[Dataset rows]
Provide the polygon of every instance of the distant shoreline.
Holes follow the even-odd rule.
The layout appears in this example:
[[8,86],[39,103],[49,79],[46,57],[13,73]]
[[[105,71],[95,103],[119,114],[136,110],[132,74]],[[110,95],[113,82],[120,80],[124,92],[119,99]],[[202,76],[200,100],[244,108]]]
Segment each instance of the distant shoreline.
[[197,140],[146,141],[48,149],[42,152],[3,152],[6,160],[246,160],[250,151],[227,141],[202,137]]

__TO DO__
Please copy every item above word for word.

__ANSWER TO THE PROBLEM__
Provide the polygon of every instance of the distant shoreline.
Holes follow the even-odd rule.
The layout appears in this example:
[[8,86],[39,103],[49,79],[46,57],[13,73]]
[[[105,71],[95,103],[119,114],[136,110],[132,74]],[[110,95],[113,82],[120,80],[124,92],[119,99]],[[202,76],[200,100],[244,108]]]
Segment each instance of the distant shoreline.
[[197,140],[146,141],[48,149],[42,152],[3,152],[6,160],[246,160],[250,151],[227,141],[202,137]]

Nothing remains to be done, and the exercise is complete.